*** Opening Reading passage ***

Michelly Yanay Rocobado-Pozo ¹ , María Ruiz-Medina ¹ , Ismael Reina-Reina1, Araceli Reyes-Molina ¹ , José Javier Durán-Ávila ¹
1 Estudiante del Grado en Medicina de la Universidad de Granada (UGR)
Celia Manzano-Cruz ² , Lorena Trujillos-Yévenes ² , Alba Casillas-Sánchez ² , Aimar Martínez-López ² , Isabel Barberá- Rodríguez ² , José Manuel Fernández-Fuentes ²
2 Student of the BA in Translation and Interpreting at the University of Granada (UGR)

*** Closing Reading passage ***
*** Opening Input data ***

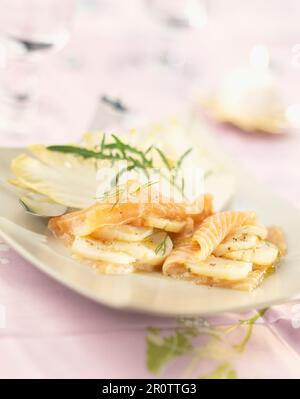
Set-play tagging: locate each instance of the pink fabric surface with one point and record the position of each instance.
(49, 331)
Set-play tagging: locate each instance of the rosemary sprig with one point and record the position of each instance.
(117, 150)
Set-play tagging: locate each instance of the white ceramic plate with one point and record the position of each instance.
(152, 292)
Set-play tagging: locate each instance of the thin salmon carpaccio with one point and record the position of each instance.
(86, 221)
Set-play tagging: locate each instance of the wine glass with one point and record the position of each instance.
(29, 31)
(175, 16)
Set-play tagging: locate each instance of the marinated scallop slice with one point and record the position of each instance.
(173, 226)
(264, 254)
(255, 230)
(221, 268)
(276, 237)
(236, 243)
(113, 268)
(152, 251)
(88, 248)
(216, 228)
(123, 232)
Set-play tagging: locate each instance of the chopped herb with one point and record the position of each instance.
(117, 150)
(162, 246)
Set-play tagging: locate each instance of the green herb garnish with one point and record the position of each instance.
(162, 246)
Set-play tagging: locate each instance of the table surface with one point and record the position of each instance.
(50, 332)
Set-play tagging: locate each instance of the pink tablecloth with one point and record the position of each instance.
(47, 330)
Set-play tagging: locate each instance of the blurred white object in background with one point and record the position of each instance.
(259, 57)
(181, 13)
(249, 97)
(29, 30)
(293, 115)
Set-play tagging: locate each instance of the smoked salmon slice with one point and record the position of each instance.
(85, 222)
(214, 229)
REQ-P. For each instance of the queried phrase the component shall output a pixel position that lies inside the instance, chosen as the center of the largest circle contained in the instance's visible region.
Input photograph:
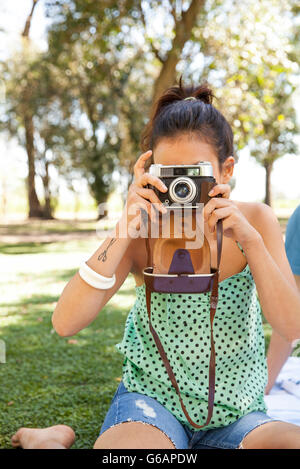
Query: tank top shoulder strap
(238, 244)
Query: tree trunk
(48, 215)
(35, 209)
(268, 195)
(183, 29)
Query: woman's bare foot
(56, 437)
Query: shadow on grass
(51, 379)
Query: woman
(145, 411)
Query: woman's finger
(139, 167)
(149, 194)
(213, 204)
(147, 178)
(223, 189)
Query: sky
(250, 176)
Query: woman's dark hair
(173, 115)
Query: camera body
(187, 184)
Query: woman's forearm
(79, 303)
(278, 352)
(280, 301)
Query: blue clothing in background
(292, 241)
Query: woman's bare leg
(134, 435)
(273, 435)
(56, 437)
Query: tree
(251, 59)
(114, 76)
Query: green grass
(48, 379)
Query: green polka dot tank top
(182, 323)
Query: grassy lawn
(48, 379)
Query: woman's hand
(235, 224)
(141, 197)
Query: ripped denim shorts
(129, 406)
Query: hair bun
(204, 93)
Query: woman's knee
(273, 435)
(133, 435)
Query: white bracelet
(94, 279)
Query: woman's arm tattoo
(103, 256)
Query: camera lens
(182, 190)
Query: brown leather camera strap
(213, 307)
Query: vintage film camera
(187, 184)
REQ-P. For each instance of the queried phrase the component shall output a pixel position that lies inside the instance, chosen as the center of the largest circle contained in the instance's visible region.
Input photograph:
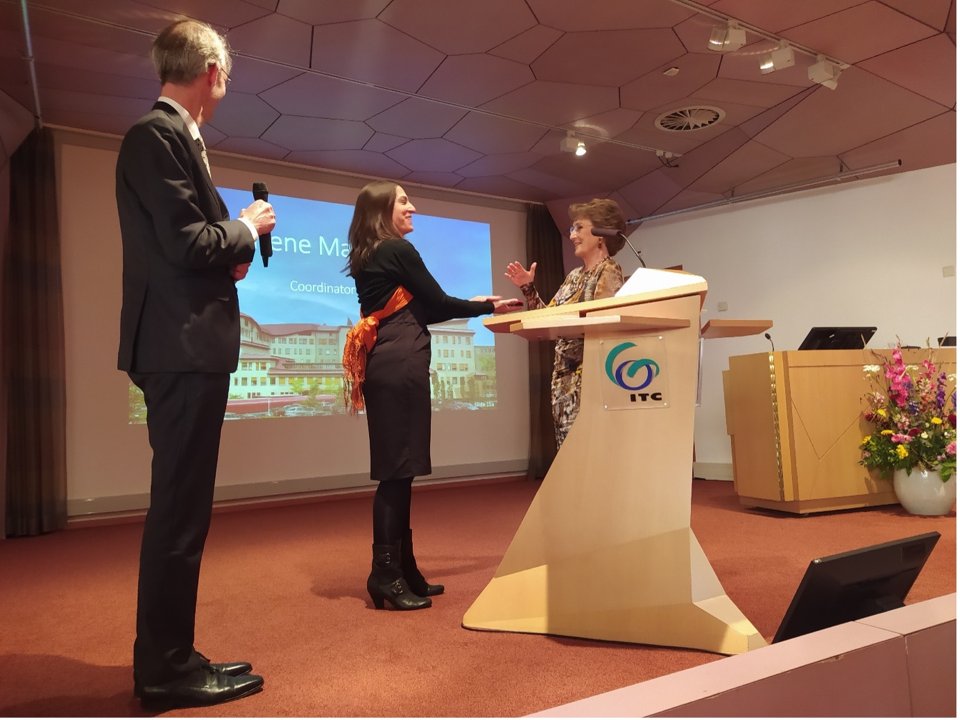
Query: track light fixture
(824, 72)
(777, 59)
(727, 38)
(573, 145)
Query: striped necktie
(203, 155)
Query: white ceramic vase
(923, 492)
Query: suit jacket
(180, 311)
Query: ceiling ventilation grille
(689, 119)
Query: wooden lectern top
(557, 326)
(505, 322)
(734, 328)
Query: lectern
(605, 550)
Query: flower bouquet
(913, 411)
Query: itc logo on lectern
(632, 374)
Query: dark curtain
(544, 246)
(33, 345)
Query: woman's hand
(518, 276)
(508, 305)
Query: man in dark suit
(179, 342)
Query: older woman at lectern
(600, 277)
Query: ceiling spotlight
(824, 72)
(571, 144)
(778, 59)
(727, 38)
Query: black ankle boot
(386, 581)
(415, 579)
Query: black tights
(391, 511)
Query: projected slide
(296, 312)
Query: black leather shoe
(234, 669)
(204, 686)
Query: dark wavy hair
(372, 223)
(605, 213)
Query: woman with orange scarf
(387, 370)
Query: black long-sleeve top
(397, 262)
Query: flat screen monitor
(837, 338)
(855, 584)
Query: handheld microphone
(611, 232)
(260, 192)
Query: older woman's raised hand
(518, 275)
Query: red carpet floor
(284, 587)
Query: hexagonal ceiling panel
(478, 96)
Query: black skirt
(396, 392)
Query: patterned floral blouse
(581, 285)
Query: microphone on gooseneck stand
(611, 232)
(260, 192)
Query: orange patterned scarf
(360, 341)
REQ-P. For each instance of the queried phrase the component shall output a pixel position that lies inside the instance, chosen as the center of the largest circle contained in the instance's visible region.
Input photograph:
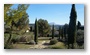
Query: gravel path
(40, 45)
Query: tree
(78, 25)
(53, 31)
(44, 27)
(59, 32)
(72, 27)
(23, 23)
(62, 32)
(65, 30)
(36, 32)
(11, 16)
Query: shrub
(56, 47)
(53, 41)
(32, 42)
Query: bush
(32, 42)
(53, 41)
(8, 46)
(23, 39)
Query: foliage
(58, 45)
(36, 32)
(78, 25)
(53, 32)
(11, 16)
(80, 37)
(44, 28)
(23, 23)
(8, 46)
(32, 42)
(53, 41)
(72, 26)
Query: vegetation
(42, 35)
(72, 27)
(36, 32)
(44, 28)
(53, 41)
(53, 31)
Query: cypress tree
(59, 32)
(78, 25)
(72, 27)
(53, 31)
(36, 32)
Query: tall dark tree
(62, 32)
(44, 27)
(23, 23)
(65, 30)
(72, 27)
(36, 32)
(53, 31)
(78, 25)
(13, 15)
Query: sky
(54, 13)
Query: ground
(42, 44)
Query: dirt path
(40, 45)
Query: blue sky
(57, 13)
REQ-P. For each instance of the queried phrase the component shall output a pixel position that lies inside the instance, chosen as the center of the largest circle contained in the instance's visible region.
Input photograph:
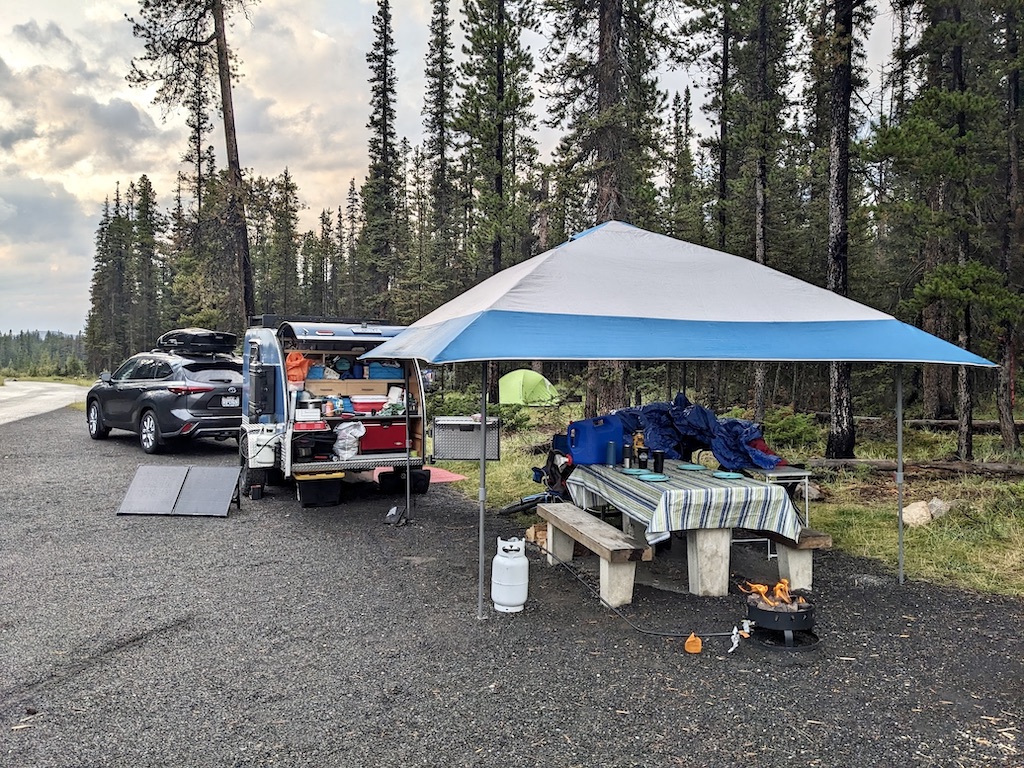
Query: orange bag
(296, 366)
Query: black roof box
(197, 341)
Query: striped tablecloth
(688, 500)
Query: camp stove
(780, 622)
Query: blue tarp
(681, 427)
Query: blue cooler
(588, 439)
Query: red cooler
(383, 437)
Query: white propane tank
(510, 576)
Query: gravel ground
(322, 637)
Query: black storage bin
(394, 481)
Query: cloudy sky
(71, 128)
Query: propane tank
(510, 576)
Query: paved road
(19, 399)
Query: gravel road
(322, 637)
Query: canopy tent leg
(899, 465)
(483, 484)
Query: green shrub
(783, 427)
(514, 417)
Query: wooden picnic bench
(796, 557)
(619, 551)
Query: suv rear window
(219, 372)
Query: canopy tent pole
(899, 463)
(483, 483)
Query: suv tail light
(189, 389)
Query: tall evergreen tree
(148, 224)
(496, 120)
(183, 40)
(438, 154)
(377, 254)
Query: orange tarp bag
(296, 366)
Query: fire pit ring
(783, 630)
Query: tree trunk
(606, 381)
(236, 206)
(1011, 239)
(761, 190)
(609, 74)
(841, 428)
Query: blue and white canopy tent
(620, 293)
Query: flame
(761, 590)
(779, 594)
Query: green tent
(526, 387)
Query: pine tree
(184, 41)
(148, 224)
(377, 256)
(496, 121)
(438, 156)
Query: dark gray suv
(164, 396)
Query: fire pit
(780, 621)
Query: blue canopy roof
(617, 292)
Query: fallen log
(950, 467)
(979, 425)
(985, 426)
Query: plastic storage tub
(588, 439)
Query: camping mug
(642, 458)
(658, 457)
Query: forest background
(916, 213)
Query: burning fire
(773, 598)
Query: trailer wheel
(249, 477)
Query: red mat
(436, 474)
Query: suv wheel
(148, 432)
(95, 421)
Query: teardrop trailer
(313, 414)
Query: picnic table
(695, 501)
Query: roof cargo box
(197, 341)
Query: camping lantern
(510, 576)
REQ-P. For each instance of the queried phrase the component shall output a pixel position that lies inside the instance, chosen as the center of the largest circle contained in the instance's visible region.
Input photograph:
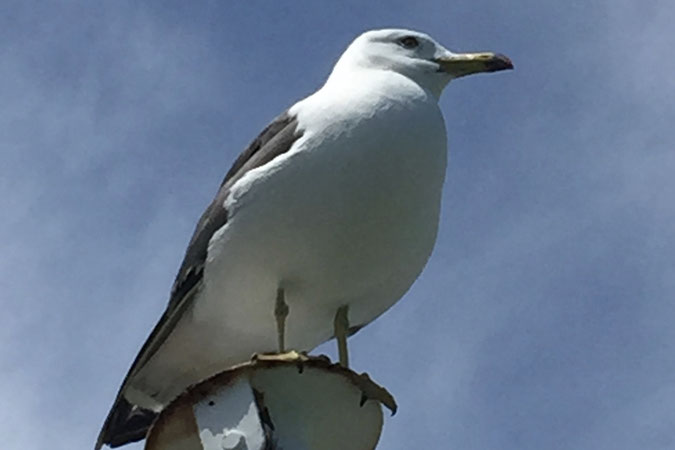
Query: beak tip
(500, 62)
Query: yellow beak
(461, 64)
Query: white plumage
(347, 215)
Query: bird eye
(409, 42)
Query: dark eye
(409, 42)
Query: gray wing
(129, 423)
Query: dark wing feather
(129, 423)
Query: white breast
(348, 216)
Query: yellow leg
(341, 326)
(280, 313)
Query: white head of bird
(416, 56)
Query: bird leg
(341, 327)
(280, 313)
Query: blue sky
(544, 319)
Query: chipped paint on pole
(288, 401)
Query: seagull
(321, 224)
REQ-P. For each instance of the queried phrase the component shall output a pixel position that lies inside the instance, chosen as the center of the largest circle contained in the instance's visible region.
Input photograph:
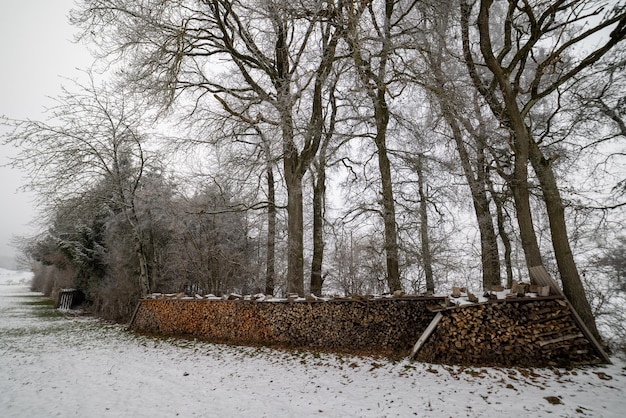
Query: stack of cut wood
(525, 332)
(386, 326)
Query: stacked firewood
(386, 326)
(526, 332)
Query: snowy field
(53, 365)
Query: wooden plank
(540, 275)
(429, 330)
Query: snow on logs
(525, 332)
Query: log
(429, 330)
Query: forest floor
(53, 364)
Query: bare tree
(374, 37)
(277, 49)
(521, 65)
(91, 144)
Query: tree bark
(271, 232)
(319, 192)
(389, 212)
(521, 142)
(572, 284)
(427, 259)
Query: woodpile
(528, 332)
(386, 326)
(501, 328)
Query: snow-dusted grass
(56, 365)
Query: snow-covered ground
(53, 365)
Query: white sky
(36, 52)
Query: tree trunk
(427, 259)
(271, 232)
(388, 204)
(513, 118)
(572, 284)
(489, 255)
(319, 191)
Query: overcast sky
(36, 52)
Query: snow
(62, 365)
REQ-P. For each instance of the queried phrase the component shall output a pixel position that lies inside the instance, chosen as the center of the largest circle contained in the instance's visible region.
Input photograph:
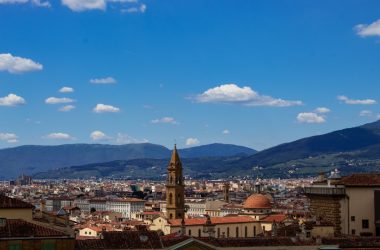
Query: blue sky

*** Closing Input data ***

-- Activities --
**a.** From the author list, name every person marked as a student of the medicine degree at the University of Granada.
**b.** Pick up the author list after its last line and carry it on.
The material is not needed here.

-- Numbered responses --
**a.** Michelly Yanay Rocobado-Pozo, María Ruiz-Medina, Ismael Reina-Reina, Araceli Reyes-Molina, José Javier Durán-Ávila

**b.**
There are numerous therapeutic alternatives for the treatment of Parkinson’s disease (PD). However, none of this can stop the progression of this disease, although they do have major symptomatic benefit. Thus, interest arises in new therapeutic alternatives such as cell transplantation, glial cell line-derived neurotrophic factor (GDNF) infusion, cell therapy or gene therapy. This review presents a general overview of current therapies used for PD and future lines of research, highlighting the role of gene therapy. The different gene therapy approaches for PD are revised. These include a symptomatic gene therapy, which aims to restore dopamine levels in the brain, and a therapy focused on the modification of the disease, for which the glial cell line-derived neurotrophic factor (GDNF) family ligands (GFLs) plays a fundamental role. Finally, the authors conclude that these lines of research are still far from clinical application.
Keywords: glial cell line-derived neurotrophic factor, cell therapy, gene therapy, glial cells.